- _Excerpt_:

Metadata-Version: 2.1
Name: datarade
Version: 0.1.2
Summary: This library provides tools to allow users to describe data pipelines in yaml format.
Home-page: https://github.com/mikealfare/datarade
License: UNKNOWN
Keywords: datarade mssql database
Author: Mike Alfare
Author-email: alfare@gmail.com
Requires-Python: >=3.7,<4.0
Description-Content-Type: text/markdown
Classifier: Development Status :: 4 - Beta
Classifier: License :: OSI Approved :: Apache Software License
Classifier: Programming Language :: Python :: 3.7
Classifier: Operating System :: Microsoft :: Windows
Classifier: Topic :: Database
Requires-Dist: sqlalchemy >=1.3.8,<2.0
Requires-Dist: marshmallow >=3.2.0,<4.0
Requires-Dist: pyyaml >=5.1.2,<6.0
Requires-Dist: pyodbc >=4.0.27,<5.0
Requires-Dist: pymssql >=2.1.4,<3.0
Requires-Dist: bcp >=0.2.1,<0.3
Requires-Dist: requests >=2.22.0,<3.0
Requires-Dist: requests_ntlm >=1.1.0,<2.0
Requires-Dist: sphinx >=2.2.0,<3.0; extra == "doc"

- _Instruction A_: Count the lines of the listing that contain the string "shelving", treating uppercase and lowercase as different, and give only the number.
- _Instruction B_: Continue the datarade package metadata from its last line.
The datarade package metadata and the listing are separate material.

- _Provided material_:
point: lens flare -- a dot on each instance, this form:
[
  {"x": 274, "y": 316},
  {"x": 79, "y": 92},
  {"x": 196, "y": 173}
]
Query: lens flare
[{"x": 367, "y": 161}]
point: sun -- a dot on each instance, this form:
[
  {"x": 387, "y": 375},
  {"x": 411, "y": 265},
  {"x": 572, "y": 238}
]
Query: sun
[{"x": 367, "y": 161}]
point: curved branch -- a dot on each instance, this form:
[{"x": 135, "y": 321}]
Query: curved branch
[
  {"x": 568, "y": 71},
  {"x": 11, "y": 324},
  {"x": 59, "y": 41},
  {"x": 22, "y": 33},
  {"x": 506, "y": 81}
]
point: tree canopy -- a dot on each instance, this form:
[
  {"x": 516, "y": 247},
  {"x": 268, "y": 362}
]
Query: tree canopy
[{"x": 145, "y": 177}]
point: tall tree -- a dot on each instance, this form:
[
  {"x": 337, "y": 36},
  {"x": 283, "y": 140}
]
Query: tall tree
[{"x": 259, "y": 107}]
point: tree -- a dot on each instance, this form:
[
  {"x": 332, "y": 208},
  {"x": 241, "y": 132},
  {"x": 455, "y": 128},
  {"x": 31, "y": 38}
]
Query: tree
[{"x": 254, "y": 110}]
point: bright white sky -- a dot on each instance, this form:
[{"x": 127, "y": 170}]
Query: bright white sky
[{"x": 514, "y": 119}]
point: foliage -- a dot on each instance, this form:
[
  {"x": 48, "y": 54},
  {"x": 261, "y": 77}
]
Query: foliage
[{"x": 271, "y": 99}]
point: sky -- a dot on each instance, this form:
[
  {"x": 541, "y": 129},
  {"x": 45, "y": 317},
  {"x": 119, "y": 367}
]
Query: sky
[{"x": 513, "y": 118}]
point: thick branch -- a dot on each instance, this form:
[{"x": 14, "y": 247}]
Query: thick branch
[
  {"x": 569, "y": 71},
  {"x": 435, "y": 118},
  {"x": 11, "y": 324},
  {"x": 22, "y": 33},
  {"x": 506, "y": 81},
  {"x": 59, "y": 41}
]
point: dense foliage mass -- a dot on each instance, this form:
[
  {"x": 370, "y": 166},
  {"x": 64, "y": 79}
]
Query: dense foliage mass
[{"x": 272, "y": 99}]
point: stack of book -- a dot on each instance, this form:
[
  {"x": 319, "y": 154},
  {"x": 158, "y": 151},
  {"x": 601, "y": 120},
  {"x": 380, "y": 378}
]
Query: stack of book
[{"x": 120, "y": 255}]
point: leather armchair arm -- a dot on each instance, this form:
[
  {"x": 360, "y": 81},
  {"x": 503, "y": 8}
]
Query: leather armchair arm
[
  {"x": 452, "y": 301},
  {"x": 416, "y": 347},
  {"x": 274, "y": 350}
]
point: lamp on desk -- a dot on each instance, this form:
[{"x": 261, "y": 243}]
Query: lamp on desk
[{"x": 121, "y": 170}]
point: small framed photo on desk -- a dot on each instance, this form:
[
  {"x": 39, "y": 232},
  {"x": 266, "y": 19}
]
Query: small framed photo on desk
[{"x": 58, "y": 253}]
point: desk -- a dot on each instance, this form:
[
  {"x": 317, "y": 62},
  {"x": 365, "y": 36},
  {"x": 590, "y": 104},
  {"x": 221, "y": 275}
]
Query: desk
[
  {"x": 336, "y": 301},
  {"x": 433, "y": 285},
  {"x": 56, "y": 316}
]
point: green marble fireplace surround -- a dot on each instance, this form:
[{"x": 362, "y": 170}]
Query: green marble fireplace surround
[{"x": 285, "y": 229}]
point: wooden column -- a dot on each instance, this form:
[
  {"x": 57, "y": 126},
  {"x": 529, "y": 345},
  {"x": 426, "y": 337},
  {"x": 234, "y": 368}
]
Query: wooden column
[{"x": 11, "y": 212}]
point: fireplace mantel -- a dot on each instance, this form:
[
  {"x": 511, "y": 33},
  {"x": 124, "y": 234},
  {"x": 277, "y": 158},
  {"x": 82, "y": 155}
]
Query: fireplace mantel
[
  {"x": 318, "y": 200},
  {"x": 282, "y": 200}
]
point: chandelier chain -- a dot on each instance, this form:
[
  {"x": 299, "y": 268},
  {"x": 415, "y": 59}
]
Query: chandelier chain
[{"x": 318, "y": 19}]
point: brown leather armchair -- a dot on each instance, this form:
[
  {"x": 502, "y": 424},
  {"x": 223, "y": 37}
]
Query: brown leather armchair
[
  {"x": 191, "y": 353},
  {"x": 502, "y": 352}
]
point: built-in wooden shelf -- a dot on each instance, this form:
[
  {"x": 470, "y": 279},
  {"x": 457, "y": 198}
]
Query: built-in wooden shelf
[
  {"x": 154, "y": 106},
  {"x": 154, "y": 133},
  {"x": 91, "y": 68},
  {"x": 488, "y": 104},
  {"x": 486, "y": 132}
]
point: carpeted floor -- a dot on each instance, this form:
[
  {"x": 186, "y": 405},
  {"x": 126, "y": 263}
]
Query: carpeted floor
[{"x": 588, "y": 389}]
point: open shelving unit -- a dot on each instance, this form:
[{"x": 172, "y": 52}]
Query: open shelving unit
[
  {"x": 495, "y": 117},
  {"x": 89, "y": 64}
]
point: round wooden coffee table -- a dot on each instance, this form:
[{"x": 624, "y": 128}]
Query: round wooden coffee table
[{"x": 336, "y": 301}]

- _Written answer A_: 2

- _Written answer B_:
Requires-Dist: sphinx-autodoc-typehints >=1.8.0,<2.0; extra == "doc"
Requires-Dist: sphinx_rtd_theme >=0.4.3,<0.5; extra == "doc"
Requires-Dist: pytest >=5.1.3,<6.0; extra == "test"
Requires-Dist: pytest-cov >=2.7.1,<3.0; extra == "test"
Provides-Extra: doc
Provides-Extra: test

# Datarade

**This library provides tools to allow users to describe data pipelines in yaml format.**

---

# Overview

This library separates the 'how' from the 'what' when sourcing datasets and producing data pipelines.
The definition of a dataset is stored in a git repository and referenced by name in the client application.
This allows the definition to be source controlled independently from the client application.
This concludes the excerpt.